__Data for this task__
— start —
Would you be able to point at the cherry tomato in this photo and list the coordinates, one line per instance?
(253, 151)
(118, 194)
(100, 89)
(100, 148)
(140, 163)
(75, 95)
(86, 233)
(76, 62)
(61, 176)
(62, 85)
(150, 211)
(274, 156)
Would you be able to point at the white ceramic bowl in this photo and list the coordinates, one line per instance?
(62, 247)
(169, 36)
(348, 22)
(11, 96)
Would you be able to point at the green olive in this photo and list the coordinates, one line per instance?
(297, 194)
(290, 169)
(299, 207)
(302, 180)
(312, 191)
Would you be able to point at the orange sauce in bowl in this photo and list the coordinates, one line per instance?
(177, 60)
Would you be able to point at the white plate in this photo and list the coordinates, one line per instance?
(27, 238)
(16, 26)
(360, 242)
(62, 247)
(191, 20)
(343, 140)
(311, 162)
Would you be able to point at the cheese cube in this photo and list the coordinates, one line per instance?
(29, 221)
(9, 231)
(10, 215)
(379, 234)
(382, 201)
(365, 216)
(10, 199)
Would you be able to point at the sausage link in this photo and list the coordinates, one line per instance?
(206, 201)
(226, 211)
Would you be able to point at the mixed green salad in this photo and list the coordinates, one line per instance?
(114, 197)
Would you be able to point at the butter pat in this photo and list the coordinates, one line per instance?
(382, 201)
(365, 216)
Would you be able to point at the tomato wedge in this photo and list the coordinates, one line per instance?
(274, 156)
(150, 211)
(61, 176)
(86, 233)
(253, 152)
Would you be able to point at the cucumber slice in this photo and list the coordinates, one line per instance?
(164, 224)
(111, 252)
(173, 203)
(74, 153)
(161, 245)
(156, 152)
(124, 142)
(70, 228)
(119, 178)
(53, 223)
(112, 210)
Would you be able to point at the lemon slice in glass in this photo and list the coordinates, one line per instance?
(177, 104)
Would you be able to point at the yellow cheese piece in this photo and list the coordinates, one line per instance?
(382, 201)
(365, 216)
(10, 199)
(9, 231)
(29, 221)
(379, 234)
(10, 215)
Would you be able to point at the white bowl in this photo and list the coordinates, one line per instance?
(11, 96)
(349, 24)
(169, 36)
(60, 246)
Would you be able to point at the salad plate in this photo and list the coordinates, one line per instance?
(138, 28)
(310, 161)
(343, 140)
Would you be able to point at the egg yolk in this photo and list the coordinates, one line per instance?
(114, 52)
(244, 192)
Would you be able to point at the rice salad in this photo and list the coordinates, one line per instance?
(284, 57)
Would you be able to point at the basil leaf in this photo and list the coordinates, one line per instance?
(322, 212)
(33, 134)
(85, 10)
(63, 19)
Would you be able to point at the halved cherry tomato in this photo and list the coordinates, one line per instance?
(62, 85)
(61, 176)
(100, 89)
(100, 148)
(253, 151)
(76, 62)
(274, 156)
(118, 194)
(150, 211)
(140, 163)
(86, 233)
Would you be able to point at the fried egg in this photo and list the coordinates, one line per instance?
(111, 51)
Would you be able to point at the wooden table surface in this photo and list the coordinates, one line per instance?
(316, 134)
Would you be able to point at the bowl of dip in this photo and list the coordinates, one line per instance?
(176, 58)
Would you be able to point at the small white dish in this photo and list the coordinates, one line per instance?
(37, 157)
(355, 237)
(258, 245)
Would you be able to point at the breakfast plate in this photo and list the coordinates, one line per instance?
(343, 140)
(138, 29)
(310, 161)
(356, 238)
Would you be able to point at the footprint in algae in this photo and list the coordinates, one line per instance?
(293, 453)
— end —
__Task details__
Beginning with the line that contains "Would you be able to point at the bowl", quote each line exactly through the last line of the entries above, and nothing beyond them.

__Solution__
Would you be able to point at the bowl of dip in this photo and list the coordinates, one line per instance?
(176, 58)
Would you be able to point at the small white dish in this photo and list the coordinates, one line per instance?
(37, 157)
(355, 237)
(258, 245)
Would you be able to point at the breakfast plate in this photo and list the coordinates, one line per instance?
(343, 140)
(138, 29)
(310, 161)
(356, 238)
Would you be able to point at the footprint in algae in this photo and list the coordinates, one line per instance?
(293, 453)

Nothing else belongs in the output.